▼▼▼

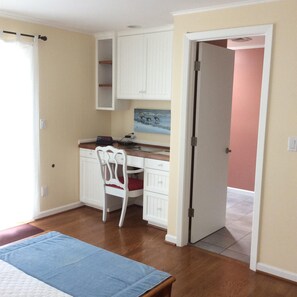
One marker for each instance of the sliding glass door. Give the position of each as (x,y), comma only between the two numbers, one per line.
(19,141)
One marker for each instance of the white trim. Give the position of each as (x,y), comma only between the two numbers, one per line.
(184,158)
(243,47)
(57,210)
(240,191)
(220,7)
(277,272)
(170,238)
(42,22)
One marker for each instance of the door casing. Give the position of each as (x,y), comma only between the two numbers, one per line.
(185,126)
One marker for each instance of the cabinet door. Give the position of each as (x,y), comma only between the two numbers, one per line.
(91,186)
(131,67)
(155,208)
(156,181)
(158,66)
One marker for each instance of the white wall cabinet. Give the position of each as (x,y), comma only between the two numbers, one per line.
(156,186)
(106,73)
(145,66)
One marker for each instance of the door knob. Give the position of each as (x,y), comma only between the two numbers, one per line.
(227,150)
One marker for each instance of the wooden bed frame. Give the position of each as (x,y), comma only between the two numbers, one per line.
(162,290)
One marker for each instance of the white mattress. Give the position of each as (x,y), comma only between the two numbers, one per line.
(16,283)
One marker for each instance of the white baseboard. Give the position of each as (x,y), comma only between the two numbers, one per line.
(170,238)
(240,191)
(57,210)
(277,272)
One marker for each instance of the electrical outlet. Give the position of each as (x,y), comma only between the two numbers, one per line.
(292,144)
(42,124)
(44,191)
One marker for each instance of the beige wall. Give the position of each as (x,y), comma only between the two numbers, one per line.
(278,223)
(67,102)
(122,122)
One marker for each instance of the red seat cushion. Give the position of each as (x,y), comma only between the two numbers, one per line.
(133,184)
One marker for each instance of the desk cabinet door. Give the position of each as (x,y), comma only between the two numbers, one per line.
(155,208)
(91,186)
(156,181)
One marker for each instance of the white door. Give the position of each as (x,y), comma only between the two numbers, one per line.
(212,129)
(131,67)
(159,65)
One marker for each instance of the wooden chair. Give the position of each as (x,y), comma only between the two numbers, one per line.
(114,172)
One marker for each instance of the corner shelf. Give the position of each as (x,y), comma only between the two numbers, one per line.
(105,73)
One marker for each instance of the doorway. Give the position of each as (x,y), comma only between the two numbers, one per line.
(185,161)
(234,239)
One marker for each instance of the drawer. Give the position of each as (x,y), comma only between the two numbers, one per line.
(155,208)
(87,153)
(131,160)
(156,164)
(135,161)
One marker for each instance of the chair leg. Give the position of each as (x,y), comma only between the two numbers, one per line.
(123,213)
(104,210)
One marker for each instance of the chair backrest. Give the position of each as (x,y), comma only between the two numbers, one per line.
(113,165)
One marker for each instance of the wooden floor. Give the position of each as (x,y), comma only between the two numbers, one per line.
(198,273)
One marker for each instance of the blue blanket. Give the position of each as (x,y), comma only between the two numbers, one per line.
(81,269)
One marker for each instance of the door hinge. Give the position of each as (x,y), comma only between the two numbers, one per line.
(191,212)
(194,141)
(197,66)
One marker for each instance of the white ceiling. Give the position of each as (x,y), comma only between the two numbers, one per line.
(93,16)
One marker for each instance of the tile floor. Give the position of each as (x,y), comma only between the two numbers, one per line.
(234,240)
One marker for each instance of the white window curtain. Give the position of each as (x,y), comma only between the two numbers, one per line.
(19,130)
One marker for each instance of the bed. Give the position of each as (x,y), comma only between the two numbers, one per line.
(62,266)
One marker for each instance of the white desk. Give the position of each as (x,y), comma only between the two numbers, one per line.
(156,185)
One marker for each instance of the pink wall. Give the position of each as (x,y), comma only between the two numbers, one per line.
(245,118)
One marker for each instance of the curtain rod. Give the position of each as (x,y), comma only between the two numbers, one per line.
(44,38)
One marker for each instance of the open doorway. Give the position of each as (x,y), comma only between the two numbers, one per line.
(234,239)
(185,144)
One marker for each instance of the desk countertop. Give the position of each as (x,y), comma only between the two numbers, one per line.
(132,152)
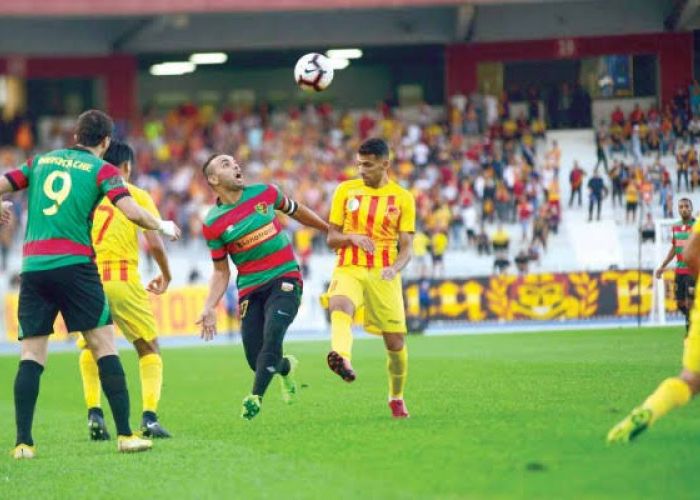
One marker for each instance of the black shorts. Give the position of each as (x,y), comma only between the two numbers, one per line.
(76,291)
(280,297)
(685,287)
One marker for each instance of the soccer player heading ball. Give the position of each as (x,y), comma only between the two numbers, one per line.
(58,271)
(244,226)
(371,228)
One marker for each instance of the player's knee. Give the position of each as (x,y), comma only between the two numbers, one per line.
(394,341)
(144,347)
(269,360)
(342,304)
(101,342)
(692,379)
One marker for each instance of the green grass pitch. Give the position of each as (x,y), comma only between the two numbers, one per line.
(493,416)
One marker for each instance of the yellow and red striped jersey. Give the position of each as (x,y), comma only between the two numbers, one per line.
(380,213)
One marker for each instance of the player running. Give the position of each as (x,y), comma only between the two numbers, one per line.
(116,244)
(685,282)
(244,227)
(676,391)
(372,222)
(58,272)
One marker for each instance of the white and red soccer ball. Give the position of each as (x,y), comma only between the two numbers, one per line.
(313,72)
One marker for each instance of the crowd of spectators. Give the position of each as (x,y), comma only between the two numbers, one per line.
(474,169)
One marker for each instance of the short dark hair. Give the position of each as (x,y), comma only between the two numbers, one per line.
(374,146)
(690,202)
(93,126)
(206,164)
(118,153)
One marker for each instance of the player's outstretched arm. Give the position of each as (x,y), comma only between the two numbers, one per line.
(403,258)
(669,257)
(141,217)
(691,254)
(156,248)
(310,218)
(217,288)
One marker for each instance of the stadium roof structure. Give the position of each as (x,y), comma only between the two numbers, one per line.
(99,27)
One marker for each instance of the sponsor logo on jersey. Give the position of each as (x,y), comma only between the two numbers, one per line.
(255,238)
(261,208)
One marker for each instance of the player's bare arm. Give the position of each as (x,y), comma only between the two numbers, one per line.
(691,254)
(217,288)
(142,218)
(309,218)
(336,239)
(669,257)
(5,206)
(156,248)
(402,259)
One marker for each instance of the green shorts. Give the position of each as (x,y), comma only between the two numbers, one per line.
(75,291)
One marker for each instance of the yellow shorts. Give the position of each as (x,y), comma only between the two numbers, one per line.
(131,310)
(382,300)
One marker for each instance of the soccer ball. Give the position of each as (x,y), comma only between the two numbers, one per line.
(313,72)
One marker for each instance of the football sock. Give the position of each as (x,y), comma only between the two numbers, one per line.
(91,379)
(283,367)
(151,370)
(671,393)
(691,349)
(341,334)
(114,385)
(26,393)
(397,366)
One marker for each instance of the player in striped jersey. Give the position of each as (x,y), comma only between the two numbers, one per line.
(372,222)
(244,226)
(685,281)
(674,392)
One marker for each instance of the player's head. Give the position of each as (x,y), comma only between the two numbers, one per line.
(373,161)
(223,172)
(94,130)
(121,156)
(685,208)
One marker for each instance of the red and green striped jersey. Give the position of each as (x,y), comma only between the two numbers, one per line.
(64,187)
(680,235)
(250,233)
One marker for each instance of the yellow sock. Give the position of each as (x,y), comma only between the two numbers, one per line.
(341,334)
(91,379)
(397,366)
(151,369)
(671,393)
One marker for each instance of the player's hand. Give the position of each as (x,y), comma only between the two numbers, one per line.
(5,212)
(362,241)
(158,285)
(207,321)
(389,273)
(170,229)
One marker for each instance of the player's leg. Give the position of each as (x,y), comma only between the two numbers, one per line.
(346,295)
(397,368)
(681,292)
(252,324)
(37,313)
(280,309)
(131,310)
(92,392)
(151,373)
(385,311)
(26,389)
(85,309)
(672,393)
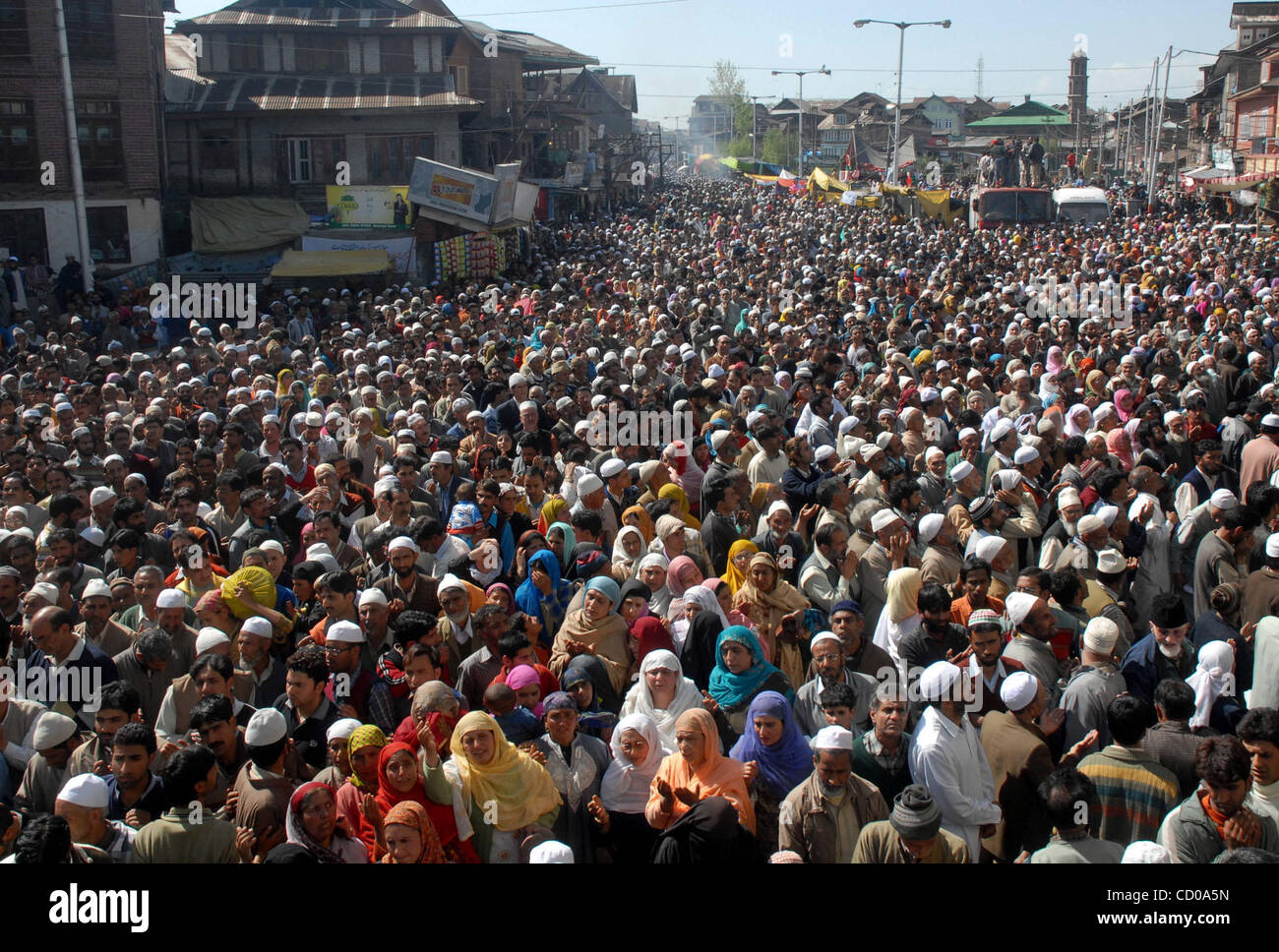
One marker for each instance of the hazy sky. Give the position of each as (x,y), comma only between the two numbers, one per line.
(670,45)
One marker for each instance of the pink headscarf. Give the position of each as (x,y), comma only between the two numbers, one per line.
(522,676)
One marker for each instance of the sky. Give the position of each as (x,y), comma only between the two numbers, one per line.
(672,45)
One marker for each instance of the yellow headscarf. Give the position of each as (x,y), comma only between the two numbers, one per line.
(519,786)
(732,575)
(679,504)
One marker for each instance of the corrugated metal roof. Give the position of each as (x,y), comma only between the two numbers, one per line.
(337,18)
(267,93)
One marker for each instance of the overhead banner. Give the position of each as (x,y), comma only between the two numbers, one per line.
(367,206)
(400,250)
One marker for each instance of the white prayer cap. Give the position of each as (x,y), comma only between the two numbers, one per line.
(344,631)
(550,852)
(1145,852)
(343,727)
(929,526)
(403,542)
(51,730)
(257,625)
(1018,605)
(832,738)
(1223,499)
(49,592)
(96,588)
(268,726)
(938,679)
(1100,635)
(210,638)
(1018,690)
(171,598)
(1111,562)
(825,636)
(86,790)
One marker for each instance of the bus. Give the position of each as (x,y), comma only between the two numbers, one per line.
(994,208)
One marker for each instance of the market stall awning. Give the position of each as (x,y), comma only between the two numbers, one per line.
(332,264)
(1233,183)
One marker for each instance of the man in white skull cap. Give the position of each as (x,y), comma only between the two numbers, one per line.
(946,756)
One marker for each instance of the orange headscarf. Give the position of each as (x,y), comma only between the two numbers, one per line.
(715,776)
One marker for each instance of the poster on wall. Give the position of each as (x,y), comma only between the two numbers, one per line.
(367,206)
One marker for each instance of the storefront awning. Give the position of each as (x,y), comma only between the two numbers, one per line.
(332,264)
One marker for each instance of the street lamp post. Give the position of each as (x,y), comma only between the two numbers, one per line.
(801,73)
(900,50)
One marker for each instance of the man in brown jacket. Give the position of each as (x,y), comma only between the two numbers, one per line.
(822,816)
(263,790)
(1015,746)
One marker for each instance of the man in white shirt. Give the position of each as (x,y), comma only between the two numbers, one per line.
(946,756)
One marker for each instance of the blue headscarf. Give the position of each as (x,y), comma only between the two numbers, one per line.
(531,601)
(784,764)
(602,583)
(732,690)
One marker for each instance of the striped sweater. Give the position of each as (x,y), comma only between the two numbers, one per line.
(1134,793)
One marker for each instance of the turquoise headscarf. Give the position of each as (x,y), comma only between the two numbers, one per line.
(734,691)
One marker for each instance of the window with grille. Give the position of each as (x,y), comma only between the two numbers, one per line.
(97,127)
(18,153)
(109,233)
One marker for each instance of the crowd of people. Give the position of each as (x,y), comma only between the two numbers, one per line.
(385,577)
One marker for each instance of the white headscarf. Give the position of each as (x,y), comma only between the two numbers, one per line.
(626,785)
(1215,673)
(640,698)
(619,554)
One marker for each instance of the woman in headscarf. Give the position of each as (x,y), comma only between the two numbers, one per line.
(776,758)
(544,594)
(596,628)
(776,609)
(738,564)
(698,772)
(587,683)
(576,763)
(506,794)
(312,824)
(554,510)
(628,549)
(652,572)
(1215,701)
(678,505)
(363,746)
(900,615)
(1121,447)
(409,835)
(661,692)
(741,673)
(682,574)
(639,516)
(619,811)
(399,780)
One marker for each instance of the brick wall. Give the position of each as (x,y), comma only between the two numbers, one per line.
(131,77)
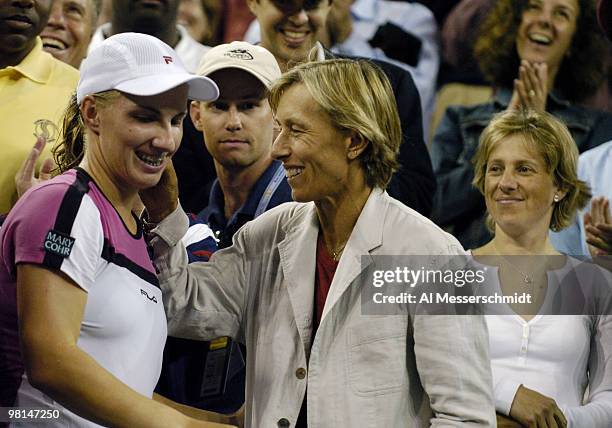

▲▲▲

ЗАДАНИЕ: Измените фрагмент от строки, содержащей «One marker for each instance of the brick», до конца пунктов, заменив «brick wall» на «stone wall» и сохранив всё остальное без изменений. Изображения в ответ не включайте.

РЕЗУЛЬТАТ:
One marker for each instance of the stone wall. Give the position of each as (x,y), comma only between the two numbers, one per line.
(131,77)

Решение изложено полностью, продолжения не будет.